══ Extrait choisi

La première convention collective unique (CCU) de la branche de l'aide à domicile (BAD) sera-t-elle signée d'ici fin 2009? Malgré les importants désaccords subsistant, le processus semble bien engagé. La majorité des partenaires sociaux espère parvenir rapidement à un accord pour une entrée en vigueur du texte début 2010. Si elle voyait le jour, la CCU constituerait une petite révolution pour une branche écartelée entre quatre conventions collectives (1) et dont l'unification est récente. Créée en 2004, l'Union syndicale de branche USB-Domicile ne rassemble en effet l'ensemble des fédérations d'employeurs (2) que depuis septembre 2008.
Se hâter avec lenteur
Regroupant près de 220 000 salariés, la BAD s'est construite depuis 1993 par une série d'accords collectifs repris dans le projet conventionnel. Mais ce n'est qu'en 2002 que les partenaires sociaux décident de faire de la signature d'une CCU leur priorité. Les premières commissions paritaires de négociation se tiennent en 2006. « La nouvelle convention ne pouvait pas être un empilement des quatre autres, souligne Claire Perrault, secrétaire générale adjointe de la fédération d'employeurs Fnaafp-CSF. Nous avons dû convaincre les syndicats de salariés d'accepter certains "reculs" et nous-mêmes avons fait beaucoup de concessions. Il nous a donc fallu deux ans pour parvenir à un consensus sur l'architecture du texte. » Pourquoi autant de bonne volonté ? La signature d'une CCU est, de part et d'autre, considérée comme indispensable. « Notre branche est à cheval entre le champ de la loi de 2002 rénovant l'action sociale et médico-sociale et celui - hétéroclite - des services à la personne, analyse Claire Perrault. Nous devons donc nous doter d'un outil juridique plus simple reflétant nos spécificités communes d'organismes non lucratifs. » Le contexte, incertain, joue aussi en faveur des négociations : « Entre le plan II des services à la personne qui favorise le gré à gré, l'inconnue du 5e risque, la constitution de conventions collectives dans le privé lucratif et les importantes difficultés de financement des structures, développer notre cohérence en interne et vis-à-vis de l'extérieur est indispensable », insiste André Perrier, président de la fédération d'employeurs Adessa. Autre raison d'accélérer la cadence : se mettre en conformité avant le 1er janvier 2010 avec les récentes règles sur l'emploi des seniors, pour éviter la taxe de 1 % sur la masse salariale (3). « Nous avons donc signé en janvier dernier un protocole prévoyant une signature dans l'année, puis nous avons doublé les commissions mixtes paritaires », rappelle Alexandra Godet-La-Loi, responsable des relations sociales au sein de la fédération d'employeurs À domicile.

════
══ Données de l'exercice

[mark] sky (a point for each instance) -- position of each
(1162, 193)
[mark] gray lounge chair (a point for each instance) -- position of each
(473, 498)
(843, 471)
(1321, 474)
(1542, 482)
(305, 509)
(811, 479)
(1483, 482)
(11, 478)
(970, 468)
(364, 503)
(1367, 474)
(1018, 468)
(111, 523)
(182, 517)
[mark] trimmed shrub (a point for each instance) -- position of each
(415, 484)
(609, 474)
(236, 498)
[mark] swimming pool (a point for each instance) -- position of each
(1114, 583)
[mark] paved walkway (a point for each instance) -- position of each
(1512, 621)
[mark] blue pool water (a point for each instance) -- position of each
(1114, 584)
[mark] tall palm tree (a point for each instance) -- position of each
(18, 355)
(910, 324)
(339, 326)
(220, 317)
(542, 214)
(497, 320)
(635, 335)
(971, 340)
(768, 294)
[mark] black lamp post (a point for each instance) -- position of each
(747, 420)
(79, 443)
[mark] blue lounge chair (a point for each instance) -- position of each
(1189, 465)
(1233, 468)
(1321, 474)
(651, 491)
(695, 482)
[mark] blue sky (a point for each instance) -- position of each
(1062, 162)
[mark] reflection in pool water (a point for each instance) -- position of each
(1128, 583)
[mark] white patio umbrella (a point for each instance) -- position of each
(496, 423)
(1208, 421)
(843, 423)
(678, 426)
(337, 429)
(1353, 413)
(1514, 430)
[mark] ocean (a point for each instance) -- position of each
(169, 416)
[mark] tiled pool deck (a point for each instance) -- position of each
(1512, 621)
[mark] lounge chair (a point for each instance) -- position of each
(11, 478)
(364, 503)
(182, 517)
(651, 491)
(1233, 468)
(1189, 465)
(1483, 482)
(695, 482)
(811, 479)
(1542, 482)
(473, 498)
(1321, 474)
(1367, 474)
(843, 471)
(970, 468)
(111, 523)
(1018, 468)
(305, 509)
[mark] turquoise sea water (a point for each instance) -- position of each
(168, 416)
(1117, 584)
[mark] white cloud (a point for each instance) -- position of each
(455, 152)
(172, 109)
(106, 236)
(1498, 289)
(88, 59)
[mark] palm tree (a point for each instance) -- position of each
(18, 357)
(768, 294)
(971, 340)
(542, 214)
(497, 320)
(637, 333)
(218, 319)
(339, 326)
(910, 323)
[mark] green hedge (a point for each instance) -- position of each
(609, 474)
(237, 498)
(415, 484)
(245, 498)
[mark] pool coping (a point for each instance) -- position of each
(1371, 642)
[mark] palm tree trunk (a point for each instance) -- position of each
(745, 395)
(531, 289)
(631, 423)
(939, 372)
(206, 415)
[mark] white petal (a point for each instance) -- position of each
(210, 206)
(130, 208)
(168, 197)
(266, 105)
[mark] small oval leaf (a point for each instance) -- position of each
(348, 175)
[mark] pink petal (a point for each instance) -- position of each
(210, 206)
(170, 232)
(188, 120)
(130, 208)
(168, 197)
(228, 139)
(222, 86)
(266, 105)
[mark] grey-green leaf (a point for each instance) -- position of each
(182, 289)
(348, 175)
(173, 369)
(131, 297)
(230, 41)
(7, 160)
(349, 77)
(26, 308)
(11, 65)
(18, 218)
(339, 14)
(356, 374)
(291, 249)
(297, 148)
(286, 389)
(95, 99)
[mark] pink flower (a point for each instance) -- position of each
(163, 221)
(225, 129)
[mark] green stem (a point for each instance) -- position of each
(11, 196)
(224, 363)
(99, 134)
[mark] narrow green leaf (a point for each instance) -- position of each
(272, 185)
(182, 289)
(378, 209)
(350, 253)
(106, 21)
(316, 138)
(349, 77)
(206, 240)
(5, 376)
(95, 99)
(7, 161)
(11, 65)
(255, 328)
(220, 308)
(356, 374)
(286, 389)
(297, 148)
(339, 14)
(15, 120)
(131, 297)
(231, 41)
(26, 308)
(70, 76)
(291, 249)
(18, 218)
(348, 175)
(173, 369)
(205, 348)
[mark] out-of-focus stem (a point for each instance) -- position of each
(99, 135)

════

### Consignes
D'après l'extrait sur la convention collective de l'aide à domicile, combien de salariés la branche regroupe-t-elle ? Appuyez-vous uniquement sur l'extrait pour répondre.

### Corrigé
Près de 220 000 salariés.